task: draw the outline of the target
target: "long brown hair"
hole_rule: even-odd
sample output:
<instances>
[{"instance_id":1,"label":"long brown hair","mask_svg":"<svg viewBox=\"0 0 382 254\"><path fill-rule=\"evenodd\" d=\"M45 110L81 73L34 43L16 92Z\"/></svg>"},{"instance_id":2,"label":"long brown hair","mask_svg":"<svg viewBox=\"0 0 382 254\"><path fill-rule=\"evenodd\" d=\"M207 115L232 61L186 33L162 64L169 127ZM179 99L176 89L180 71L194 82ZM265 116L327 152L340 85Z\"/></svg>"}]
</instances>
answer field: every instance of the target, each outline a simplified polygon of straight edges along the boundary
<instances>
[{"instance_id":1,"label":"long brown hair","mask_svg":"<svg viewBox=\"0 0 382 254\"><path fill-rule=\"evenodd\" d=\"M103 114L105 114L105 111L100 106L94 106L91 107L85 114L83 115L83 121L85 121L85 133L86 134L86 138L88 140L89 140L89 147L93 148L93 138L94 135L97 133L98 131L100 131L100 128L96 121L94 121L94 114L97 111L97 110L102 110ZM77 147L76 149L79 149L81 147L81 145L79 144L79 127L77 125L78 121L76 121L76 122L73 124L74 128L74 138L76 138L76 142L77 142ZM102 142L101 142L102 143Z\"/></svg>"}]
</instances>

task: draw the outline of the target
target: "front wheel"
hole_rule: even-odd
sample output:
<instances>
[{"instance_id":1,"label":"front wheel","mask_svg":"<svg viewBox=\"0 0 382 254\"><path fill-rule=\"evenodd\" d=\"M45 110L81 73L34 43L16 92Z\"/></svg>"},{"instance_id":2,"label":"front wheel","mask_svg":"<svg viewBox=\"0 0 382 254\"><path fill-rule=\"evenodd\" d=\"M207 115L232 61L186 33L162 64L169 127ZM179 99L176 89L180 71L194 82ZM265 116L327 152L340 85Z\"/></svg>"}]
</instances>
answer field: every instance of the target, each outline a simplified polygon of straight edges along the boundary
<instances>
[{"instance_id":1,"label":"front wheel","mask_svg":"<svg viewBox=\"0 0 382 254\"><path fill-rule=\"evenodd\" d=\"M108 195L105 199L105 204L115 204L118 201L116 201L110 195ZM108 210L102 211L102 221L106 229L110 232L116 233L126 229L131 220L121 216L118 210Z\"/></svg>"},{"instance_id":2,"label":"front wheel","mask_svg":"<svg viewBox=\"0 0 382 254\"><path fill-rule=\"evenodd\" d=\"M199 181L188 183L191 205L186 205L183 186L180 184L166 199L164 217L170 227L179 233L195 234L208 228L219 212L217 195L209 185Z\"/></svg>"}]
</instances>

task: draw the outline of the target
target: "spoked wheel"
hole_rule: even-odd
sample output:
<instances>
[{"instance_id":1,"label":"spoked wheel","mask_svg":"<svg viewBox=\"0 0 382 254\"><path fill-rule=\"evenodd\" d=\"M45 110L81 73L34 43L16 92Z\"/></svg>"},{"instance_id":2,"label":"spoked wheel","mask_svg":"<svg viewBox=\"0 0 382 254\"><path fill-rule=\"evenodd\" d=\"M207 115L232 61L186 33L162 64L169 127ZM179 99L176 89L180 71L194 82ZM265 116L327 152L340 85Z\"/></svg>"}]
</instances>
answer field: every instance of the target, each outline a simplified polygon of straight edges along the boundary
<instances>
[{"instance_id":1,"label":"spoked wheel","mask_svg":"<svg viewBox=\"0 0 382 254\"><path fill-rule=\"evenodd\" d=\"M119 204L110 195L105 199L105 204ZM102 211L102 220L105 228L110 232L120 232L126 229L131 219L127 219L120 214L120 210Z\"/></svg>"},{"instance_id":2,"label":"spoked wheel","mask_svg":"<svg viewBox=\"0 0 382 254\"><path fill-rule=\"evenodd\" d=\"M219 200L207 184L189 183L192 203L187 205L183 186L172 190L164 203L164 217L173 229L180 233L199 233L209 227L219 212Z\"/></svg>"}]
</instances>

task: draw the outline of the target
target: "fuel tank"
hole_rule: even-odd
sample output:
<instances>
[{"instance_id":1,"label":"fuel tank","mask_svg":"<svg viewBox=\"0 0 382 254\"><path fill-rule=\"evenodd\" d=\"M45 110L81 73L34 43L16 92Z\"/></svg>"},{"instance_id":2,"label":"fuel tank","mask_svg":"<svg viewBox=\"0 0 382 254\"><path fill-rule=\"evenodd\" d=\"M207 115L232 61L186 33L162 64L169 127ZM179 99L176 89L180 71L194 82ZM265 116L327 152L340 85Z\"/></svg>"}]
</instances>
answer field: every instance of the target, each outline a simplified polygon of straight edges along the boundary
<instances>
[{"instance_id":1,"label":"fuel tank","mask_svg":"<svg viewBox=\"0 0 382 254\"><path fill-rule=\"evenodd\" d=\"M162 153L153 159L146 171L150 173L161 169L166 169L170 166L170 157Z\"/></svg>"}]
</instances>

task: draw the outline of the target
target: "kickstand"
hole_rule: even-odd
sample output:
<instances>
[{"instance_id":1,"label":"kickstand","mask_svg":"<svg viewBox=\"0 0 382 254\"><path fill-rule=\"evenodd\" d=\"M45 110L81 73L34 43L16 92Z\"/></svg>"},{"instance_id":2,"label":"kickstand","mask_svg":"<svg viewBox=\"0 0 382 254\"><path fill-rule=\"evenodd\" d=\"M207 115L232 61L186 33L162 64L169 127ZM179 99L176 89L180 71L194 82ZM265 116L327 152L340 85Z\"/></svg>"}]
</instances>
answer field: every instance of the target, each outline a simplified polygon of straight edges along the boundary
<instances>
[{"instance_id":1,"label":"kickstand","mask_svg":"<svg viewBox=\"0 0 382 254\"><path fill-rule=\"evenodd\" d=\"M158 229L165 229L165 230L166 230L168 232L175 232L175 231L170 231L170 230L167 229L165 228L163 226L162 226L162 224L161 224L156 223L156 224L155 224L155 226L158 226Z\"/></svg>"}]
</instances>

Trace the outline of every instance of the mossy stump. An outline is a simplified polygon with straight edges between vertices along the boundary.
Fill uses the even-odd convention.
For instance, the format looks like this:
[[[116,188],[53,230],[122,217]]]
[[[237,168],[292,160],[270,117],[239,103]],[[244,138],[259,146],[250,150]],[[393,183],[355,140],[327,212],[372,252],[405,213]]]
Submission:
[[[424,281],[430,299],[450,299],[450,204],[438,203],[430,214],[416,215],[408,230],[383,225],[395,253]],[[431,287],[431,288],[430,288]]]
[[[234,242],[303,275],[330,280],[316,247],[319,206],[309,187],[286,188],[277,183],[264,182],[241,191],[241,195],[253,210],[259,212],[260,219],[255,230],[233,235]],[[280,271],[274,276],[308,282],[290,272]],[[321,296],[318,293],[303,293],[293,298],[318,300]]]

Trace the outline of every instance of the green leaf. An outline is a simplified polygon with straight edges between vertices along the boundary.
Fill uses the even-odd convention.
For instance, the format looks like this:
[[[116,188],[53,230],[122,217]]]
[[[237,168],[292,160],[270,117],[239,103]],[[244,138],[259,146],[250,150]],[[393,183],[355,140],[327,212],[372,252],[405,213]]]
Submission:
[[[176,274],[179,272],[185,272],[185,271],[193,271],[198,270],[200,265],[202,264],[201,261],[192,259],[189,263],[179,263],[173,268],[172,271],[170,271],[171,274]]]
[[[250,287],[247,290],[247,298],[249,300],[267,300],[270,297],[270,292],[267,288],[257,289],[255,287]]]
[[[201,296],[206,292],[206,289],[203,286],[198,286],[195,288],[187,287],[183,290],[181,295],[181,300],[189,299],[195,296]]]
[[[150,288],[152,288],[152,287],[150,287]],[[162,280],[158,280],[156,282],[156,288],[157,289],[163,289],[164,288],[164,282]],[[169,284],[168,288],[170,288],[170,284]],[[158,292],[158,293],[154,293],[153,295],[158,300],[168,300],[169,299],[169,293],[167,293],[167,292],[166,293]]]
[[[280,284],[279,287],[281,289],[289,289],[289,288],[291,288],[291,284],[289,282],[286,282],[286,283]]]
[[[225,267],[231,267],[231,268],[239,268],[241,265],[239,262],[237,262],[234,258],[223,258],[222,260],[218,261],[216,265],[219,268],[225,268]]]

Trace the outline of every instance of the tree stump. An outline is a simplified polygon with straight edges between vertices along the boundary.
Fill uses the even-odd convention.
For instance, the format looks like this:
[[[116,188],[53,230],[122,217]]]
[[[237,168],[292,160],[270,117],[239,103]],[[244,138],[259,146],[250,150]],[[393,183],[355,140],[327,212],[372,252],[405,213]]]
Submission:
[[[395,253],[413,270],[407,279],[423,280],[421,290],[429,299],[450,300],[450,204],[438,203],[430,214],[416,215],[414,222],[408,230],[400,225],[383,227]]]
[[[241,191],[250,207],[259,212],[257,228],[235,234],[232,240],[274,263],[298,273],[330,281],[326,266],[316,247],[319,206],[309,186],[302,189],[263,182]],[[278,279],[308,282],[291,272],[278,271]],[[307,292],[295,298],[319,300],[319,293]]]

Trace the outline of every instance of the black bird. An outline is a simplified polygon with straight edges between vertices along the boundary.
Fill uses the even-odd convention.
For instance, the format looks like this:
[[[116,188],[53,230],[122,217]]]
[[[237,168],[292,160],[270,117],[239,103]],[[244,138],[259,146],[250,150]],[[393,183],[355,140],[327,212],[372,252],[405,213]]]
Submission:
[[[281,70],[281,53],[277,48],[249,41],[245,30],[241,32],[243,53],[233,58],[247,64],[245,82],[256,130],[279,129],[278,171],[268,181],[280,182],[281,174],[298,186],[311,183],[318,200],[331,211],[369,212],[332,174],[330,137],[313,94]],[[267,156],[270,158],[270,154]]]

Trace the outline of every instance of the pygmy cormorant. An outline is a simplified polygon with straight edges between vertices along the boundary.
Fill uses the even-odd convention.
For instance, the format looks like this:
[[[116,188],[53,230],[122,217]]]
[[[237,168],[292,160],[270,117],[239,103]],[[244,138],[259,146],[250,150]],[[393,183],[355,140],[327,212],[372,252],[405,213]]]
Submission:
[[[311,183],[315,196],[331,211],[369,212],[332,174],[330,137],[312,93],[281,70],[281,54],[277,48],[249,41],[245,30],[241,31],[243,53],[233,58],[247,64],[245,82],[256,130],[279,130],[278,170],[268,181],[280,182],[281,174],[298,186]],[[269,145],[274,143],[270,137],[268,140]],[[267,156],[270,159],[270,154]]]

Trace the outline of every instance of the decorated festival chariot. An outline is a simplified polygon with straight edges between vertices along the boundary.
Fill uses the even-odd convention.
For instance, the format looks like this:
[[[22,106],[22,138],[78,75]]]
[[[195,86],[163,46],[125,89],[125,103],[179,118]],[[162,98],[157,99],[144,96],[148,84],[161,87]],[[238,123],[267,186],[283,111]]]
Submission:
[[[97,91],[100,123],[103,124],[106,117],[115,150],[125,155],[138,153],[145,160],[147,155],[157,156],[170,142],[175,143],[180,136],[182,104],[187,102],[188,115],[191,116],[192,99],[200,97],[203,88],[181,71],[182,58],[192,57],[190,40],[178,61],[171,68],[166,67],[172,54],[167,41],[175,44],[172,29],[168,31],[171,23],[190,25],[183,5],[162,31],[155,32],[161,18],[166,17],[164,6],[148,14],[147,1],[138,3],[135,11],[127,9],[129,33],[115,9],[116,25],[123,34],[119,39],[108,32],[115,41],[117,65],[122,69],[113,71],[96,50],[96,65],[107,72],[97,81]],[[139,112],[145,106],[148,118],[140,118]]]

TASK BRIEF: Find every line of the records that contains the word "kickstand", and copy each of those lines. Case counts.

ANSWER IN FULL:
target: "kickstand"
[{"instance_id":1,"label":"kickstand","mask_svg":"<svg viewBox=\"0 0 382 254\"><path fill-rule=\"evenodd\" d=\"M45 110L81 73L34 43L16 92Z\"/></svg>"},{"instance_id":2,"label":"kickstand","mask_svg":"<svg viewBox=\"0 0 382 254\"><path fill-rule=\"evenodd\" d=\"M207 115L232 61L186 33L162 64L169 127ZM179 99L176 89L180 71L194 82ZM265 116L327 152L340 85Z\"/></svg>"}]
[{"instance_id":1,"label":"kickstand","mask_svg":"<svg viewBox=\"0 0 382 254\"><path fill-rule=\"evenodd\" d=\"M158 229L165 229L165 230L166 230L168 232L175 232L175 231L170 231L170 230L167 229L165 228L163 226L162 226L162 224L161 224L156 223L156 224L155 224L155 226L158 226Z\"/></svg>"}]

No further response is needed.